| Prompt |
From the records below, output exactly the lines running from the line containing "BATCH SPEC — Class: man's hand" through the line containing "BATCH SPEC — Class: thumb", and no others.

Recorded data
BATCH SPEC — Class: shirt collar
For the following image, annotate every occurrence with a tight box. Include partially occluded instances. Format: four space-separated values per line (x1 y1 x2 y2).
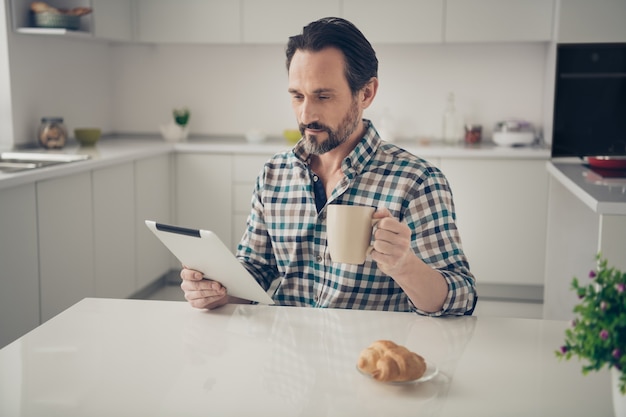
292 119 381 175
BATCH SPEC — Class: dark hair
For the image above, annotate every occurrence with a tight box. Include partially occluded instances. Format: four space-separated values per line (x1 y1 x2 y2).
285 17 378 95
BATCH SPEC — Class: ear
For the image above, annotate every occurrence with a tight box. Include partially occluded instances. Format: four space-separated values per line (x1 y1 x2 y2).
360 77 379 110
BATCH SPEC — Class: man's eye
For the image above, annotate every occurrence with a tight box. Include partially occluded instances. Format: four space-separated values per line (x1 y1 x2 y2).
319 96 330 100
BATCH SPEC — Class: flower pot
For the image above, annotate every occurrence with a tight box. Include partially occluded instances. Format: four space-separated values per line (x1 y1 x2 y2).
613 368 625 417
160 122 189 142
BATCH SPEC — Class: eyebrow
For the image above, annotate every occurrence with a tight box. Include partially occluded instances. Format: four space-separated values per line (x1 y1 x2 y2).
288 88 336 95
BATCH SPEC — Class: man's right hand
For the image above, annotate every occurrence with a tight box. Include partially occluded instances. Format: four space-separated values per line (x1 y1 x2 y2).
180 267 229 310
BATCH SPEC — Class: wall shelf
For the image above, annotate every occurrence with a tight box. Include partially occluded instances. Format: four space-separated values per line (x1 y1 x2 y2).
16 27 92 37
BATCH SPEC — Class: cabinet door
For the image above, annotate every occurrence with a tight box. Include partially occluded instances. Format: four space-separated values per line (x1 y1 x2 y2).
175 153 233 249
343 0 443 43
135 0 240 43
241 0 340 44
92 163 135 299
92 0 133 41
438 158 548 286
446 0 554 42
135 154 172 289
37 172 94 322
232 154 271 252
0 184 40 348
558 0 626 43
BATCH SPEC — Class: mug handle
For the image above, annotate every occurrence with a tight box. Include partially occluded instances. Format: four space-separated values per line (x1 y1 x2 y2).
365 218 380 256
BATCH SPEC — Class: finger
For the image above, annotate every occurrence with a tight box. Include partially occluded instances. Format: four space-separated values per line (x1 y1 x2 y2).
180 267 204 281
188 293 228 310
181 279 225 295
373 207 391 219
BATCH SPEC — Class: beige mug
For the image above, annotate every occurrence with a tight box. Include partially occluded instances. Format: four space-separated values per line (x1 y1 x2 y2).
326 205 378 265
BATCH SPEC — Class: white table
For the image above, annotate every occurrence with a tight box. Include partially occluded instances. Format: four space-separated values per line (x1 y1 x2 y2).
0 298 613 417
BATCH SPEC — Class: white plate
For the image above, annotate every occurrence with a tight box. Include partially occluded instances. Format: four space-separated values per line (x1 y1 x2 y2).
357 360 439 385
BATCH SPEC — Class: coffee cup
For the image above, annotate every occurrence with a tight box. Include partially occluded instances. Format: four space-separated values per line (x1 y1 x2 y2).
326 205 378 265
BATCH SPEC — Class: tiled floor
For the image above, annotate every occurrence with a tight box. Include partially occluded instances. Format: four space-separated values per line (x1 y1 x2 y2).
145 283 544 319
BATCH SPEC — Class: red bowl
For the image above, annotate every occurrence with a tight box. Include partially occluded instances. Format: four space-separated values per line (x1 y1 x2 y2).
586 156 626 170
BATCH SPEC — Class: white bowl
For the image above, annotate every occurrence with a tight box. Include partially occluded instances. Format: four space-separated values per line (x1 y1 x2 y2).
245 130 267 143
492 131 535 147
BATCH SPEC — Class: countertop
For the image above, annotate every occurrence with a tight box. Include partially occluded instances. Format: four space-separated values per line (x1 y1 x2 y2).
0 298 612 417
547 160 626 215
0 135 550 191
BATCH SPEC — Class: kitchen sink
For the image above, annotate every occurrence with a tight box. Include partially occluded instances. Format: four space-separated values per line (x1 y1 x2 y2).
0 151 91 173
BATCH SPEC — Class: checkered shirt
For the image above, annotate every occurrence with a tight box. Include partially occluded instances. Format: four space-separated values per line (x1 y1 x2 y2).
236 120 477 316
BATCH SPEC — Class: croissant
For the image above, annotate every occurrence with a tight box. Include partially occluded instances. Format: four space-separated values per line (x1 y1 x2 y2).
357 340 426 382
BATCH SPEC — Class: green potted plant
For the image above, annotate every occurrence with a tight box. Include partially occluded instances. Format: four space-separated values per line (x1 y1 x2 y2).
556 255 625 412
160 107 190 142
173 107 190 128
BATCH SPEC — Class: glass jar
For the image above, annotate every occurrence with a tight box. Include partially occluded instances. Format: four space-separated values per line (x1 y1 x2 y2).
38 117 67 149
464 124 482 145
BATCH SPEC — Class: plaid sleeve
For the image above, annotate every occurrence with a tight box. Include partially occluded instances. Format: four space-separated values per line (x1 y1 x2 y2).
404 166 477 316
236 166 280 291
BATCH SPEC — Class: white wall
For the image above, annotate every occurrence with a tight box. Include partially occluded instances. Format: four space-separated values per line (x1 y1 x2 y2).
110 42 548 141
7 34 113 147
5 34 549 147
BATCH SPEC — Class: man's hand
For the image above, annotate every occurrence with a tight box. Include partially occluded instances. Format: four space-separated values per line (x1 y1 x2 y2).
369 207 448 313
180 267 229 310
370 207 413 277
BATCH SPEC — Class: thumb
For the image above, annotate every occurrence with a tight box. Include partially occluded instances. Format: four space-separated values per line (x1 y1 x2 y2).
373 207 391 219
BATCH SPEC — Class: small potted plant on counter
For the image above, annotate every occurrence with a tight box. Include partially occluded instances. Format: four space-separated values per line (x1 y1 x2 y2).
556 255 625 415
160 107 190 142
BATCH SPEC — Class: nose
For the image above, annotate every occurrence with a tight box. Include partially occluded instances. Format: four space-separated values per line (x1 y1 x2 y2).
298 97 319 126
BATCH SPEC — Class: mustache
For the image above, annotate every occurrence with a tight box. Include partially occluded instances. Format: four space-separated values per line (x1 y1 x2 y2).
299 122 330 134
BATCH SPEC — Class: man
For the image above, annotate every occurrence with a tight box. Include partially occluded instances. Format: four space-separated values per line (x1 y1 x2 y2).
181 17 477 316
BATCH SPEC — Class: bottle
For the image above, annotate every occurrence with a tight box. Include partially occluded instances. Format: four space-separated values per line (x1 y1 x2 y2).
378 107 396 140
442 93 459 144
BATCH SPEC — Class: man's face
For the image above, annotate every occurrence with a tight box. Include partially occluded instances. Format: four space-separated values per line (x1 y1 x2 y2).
288 47 362 155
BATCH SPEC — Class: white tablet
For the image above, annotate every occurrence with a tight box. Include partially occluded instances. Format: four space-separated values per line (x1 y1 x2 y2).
145 220 275 305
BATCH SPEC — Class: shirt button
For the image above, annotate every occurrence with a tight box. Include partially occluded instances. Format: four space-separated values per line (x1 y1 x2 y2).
316 255 323 263
313 175 319 182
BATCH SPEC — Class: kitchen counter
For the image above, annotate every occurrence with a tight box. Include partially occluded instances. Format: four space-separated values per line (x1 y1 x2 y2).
0 135 549 190
544 160 626 320
0 298 613 417
547 160 626 215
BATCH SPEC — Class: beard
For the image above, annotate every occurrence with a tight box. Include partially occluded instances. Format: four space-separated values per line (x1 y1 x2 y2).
299 99 361 155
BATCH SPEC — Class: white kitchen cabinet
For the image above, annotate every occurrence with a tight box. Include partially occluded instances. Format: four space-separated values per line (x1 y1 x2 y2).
0 184 40 348
92 0 133 41
135 0 240 44
241 0 340 44
445 0 554 42
37 171 94 322
343 0 444 43
557 0 626 43
92 162 135 299
231 154 273 252
438 158 549 287
543 163 626 320
175 153 233 249
134 154 172 289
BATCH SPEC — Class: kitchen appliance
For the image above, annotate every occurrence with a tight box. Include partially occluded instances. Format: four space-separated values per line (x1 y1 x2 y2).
551 43 626 159
492 120 535 146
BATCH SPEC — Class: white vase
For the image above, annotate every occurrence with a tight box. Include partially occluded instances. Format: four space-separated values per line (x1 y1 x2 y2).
613 368 626 417
160 122 189 142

| Response to the exercise |
BATCH SPEC — Class: man's hand
For the image above, annotate every occurrence with a tight box. Include partially occluded instances. Format: four space-separated values per line (x1 y1 x2 y2).
369 207 448 313
180 267 229 310
370 207 413 277
BATCH SPEC — Class: thumb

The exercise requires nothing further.